• _Work item_: Give every entry again, exactly.

• _Input data_:
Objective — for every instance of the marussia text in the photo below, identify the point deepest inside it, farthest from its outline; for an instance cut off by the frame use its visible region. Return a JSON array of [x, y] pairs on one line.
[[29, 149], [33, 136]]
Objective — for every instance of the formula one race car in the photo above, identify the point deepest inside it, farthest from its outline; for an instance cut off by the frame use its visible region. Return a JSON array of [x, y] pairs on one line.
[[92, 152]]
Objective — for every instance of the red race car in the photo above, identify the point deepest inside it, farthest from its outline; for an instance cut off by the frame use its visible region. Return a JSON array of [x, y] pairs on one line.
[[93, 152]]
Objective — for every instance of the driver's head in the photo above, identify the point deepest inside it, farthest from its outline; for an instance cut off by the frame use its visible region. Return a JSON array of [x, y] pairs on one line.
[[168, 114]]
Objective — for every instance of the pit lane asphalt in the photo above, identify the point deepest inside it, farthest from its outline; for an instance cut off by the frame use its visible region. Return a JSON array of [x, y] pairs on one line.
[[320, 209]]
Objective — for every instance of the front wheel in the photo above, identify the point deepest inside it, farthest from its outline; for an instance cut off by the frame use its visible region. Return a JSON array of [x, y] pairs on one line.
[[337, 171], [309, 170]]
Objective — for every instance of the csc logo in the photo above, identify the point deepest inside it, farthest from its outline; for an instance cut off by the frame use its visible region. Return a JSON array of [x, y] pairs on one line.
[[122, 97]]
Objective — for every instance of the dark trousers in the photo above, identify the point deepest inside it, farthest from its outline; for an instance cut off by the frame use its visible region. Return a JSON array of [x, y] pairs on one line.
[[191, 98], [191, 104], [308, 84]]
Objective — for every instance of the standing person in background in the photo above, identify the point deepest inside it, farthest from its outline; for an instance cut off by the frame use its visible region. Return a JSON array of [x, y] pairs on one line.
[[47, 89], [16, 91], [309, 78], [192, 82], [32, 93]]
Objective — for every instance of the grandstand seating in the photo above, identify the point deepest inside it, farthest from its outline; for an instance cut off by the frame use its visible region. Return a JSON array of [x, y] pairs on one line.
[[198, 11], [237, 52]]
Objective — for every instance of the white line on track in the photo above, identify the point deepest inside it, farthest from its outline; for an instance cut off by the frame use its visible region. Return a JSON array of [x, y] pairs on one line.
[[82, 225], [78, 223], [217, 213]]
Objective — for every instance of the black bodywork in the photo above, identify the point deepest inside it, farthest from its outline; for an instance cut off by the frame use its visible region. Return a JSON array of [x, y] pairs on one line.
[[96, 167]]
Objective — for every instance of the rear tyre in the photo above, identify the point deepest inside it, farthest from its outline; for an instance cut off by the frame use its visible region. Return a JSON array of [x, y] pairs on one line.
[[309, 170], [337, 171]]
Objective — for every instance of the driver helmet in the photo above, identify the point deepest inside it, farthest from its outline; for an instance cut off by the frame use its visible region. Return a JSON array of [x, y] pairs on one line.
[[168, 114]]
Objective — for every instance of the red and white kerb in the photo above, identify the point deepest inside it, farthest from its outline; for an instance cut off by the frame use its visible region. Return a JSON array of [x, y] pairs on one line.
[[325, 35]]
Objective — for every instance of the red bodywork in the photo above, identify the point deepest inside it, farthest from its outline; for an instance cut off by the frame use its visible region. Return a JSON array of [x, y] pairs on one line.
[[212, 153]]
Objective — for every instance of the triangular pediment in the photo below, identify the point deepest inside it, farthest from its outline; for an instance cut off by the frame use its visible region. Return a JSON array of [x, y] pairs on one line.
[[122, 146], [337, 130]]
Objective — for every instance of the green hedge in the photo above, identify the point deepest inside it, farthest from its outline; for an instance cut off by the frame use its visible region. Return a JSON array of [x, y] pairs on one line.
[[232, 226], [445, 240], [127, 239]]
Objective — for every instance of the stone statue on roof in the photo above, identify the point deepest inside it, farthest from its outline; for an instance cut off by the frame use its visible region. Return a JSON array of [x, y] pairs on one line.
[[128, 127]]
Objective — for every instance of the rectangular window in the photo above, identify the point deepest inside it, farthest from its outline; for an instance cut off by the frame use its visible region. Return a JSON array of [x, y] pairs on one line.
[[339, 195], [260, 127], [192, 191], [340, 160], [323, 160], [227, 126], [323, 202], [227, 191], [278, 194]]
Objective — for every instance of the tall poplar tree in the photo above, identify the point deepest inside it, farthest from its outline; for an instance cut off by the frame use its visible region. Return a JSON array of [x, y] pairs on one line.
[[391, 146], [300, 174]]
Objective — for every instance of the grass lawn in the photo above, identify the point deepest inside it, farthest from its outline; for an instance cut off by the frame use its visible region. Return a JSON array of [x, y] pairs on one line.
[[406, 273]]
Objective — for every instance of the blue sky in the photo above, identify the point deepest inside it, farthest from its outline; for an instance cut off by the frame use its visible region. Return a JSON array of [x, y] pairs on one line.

• _Task output_:
Objective — for every instance of the marussia text in the photo below, identify the point deepest inside it, farthest from its outline; for an instance cut off by the frame use its visible region. Return a JSON array of [x, y] pairs on one line.
[[29, 149], [33, 136]]
Objective — for every instance of the formula one race car in the photo above, identify the point deepest inside it, farthest from its outline; for an instance cut off by the frame use its visible region. Return a JSON array of [x, y] pairs on one line.
[[92, 152]]
Objective — for every instance of the red race car in the photo above, identify the point deepest inside it, farthest from its outline; for an instance cut off by the frame use its visible region. Return a JSON array of [x, y] pairs on one line.
[[93, 152]]
Objective — for every instance of the driver's head in the photo above, identify the point deepest inside it, farthest from its outline; for an instance cut off by the frame use its visible region. Return a JSON array of [x, y] pairs on one line.
[[168, 114]]
Objective — for every instance of the pit lane asphalt in the photo above, identify the point deepest inside it, farthest from its outline; for an instance cut off by the frame use its visible region. Return a JSON array of [x, y] pairs on one line.
[[320, 209]]
Objective — for every instance of the front wheel in the photo above, identify the point deepest inside it, farthest from its outline; for an instance cut off by the frame use its visible region. Return a JSON array of [x, y] pairs on one line.
[[337, 171], [309, 170]]
Objective — for every instance of the csc logo in the photo above, identify the point deepest inside it, farthest from its outline; for an instance cut off by the frame use its visible region. Return a JSON array of [x, y] pairs on one line.
[[122, 97]]
Objective — for every instance of the dark trousers in the photo above, identify the point deepest inside it, farthest from its outline; for an instance cut off by the frame use its visible region. Return a JSON array of [x, y] pairs on one line.
[[191, 98], [191, 104], [308, 84]]
Objective — for every instance of the standing person in background in the photo above, identify the point deepest inside it, farthest from its outline; for an instance cut off by the frame use its visible region. Return a JSON array of [x, y] pairs on one line.
[[47, 89], [16, 91], [309, 78], [192, 82], [32, 93]]
Objective — for every instance of the grandstand seating in the photo above, identify the point deepest inside it, farthest from its outline; for an instance cut off by the frame use its visible region. Return a JSON array of [x, y] pairs on one line.
[[198, 11], [237, 52]]
Objective — for every instance of the white line on track in the photo above, identify the point deepest inside it, farthest from its outline; for an instance cut off by the frame use its visible region. Return a JSON array of [x, y] pairs on one line.
[[82, 225], [78, 223], [217, 213]]
Objective — for every instance of the black bodywork in the photo above, identify the point deepest inside it, farthest from its outline; for an instance cut off by the frame use its visible region. Return a JSON array of [x, y] pairs on one line.
[[96, 167]]
Objective — for every instance of the rear tyre in the photo above, identify the point deepest inside it, farthest from its outline; for an instance cut off by the frame use its visible region. Return a JSON array of [x, y] pairs on one line.
[[309, 170], [337, 171]]
Objective — for every instance of the driver helmet in the photo above, identify the point deepest inside it, farthest from its outline; for an instance cut off by the frame use its visible region. Return a JSON array of [x, y] pairs on one line.
[[168, 114]]
Objective — for every instance of the red and white kerb in the photo above, identify the point deepest inside it, farthest from its outline; for an instance cut off by the frame use its visible region. Return a JSON array of [x, y] pairs on one line.
[[325, 35]]
Objective — for every instance of the red bodywork in the photo above, identify the point deepest inside it, farthest from its outline; for an instance cut off by the frame use its visible region. Return a JSON array of [x, y] pairs on one line.
[[212, 153]]
Objective — for every instance of the triangular pediment in the photo below, identify the point deepest inside it, farthest from its outline; for an instance cut off by the frame use its visible region. Return a JSON array of [x, y] pairs on one line.
[[122, 146], [337, 130]]
Objective — for every instance of the green hedge in the photo above, identify the point deepest inside it, farthest from its outline; for an instance cut off by the frame use its visible region. Return a JSON array of [x, y] pairs on one line.
[[232, 226], [445, 240], [127, 239]]
Objective — for every instance of the stone statue on roof in the photo above, identify the point deepest inside it, farthest from its outline; for an instance cut off by the frame use its visible region. Return a JSON array of [x, y] pairs on one line.
[[128, 127]]
Objective — for every instance of the rectangular window in the photo above, identify the point deepest inside it, farthest from its outline; for an instance cut off by the frame use its visible region. Return a JSON array of [x, y] pairs on one line.
[[339, 195], [260, 127], [192, 191], [340, 160], [323, 160], [227, 126], [323, 202], [227, 191], [278, 194]]
Objective — for every instance of the tall poplar tree in the photo above, identify the point deepest inside it, farthest from its outline; for an instance cut off by the frame use its visible region. Return a JSON array of [x, y] pairs on one line.
[[391, 146], [300, 174]]
Objective — for every instance of the grass lawn in the photo above, identify the point deepest inside it, farthest from its outline; for an instance cut off by the frame use its visible region. Return a JSON array of [x, y] pairs on one line.
[[406, 273]]
Objective — for every instance of the blue sky in the photo above, identify the point deepest inside it, farthest from its outline; for an instance cut off by the frame use its visible region. Return a JSON array of [x, y] pairs on one line.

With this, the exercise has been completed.